*COMPLETE THE FOLLOWING*.
(1) Decide whether each statement agrees with the article on teen internet use and school absence: (a) boys reported truancy more often than girls; (b) the study drew on data from adolescents aged 12-14; (c) roughly a third of participants slept fewer than eight hours on weekdays. Answer yes or no for each and quote the deciding words.
(2) Reproduce word for word the passage of the article on teen internet use and school absence between "The team of" and "and physical activity.", inclusive.
(3) Extend the article on teen internet use and school absence, beginning right after its final sentence.

*EXTRACTED TEXT*.
□ □ □ □

Study links being online with no sleep, exercise to higher risk of school absence

Spending too much time online to the point of giving up necessary activities, such as eating, sleeping and exercising, is linked to heightening the risk of school absence among teens, new research conducted in Finland has found.

Girls are more vulnerable to using excessive internet than boys, possibly because they tend to use social media more than boys, researchers said.

However, more boys were found to report truancy or absence from school than girls, while girls were found to report more of absences due to medical reasons.

The team of researchers, including those from the University of Helsinki, found that getting the recommended 8-10 hours of sleep and exercise, and a trusting relationship with parents with whom they could share concerns seemed to be protective. Their findings are published in the journal Archives of Disease in Childhood.

For the study, the researchers analysed the data of more than 86,000 adolescents aged 14-16, taken from the School Health Promotion study, a national biennial survey. The teens were asked about their relationship with parents, including how often they shared concerns with them, along with their sleep and physical activity.

The internet use of the teenagers was measured using a validated scale — Excessive Internet Use (EIU) — which is based on aspects, such as neglect of family, friends, and study, and not eating or sleeping because of being online.

The researchers found that girls were 96 per cent likelier to use the internet excessively than boys, who were 79 per cent likelier to do so. They also found that about a third slept for fewer than eight hours over the weekdays, and roughly the same fraction of the participants reported low levels of physical activity — less than three days a week.

□ □ □ □

*LISTED RECORDS*.
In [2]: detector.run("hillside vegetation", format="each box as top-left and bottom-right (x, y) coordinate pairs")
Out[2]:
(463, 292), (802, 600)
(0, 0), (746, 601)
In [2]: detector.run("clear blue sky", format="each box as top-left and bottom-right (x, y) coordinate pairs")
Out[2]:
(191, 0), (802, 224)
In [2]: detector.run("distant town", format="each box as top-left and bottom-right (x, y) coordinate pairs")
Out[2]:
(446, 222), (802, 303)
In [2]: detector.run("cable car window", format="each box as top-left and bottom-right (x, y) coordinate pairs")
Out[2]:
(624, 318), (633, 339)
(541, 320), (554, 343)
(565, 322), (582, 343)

□ □ □ □

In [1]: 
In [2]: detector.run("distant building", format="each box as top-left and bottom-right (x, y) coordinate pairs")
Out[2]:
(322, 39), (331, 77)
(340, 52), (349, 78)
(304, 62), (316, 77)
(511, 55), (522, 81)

□ □ □ □

*RESPONSES FOR EACH TASK*.
(1)
(a) Yes: "more boys were found to report truancy or absence from school than girls"
(b) No: "more than 86,000 adolescents aged 14-16"
(c) Yes: "about a third slept for fewer than eight hours over the weekdays"

(2)
The team of researchers, including those from the University of Helsinki, found that getting the recommended 8-10 hours of sleep and exercise, and a trusting relationship with parents with whom they could share concerns seemed to be protective. Their findings are published in the journal Archives of Disease in Childhood.

For the study, the researchers analysed the data of more than 86,000 adolescents aged 14-16, taken from the School Health Promotion study, a national biennial survey. The teens were asked about their relationship with parents, including how often they shared concerns with them, along with their sleep and physical activity.

(3)
The research team found that spending too much time online was associated with a 38 per cent higher risk of truancy and 24 per cent higher risk of school absence due to medical reasons.

They also found that being able to share concerns with parents was strongly associated with the lowest risk of both truancy and school absence due to medical reasons, with close to 60 per cent being less likely to play truant and roughly 40 per cent less likely to be absent from school because of an illness.

Good relations with parents, longer night sleep over weekdays and physical activity were all found to be significantly protective, the team said.

Being an observational study, however, a cause-and-effect relationship could not be established, they said.

“Our results are relevant for professionals organising and working in school health and wellbeing services, especially when professionals meet students whose school absences raise concern,” the authors wrote.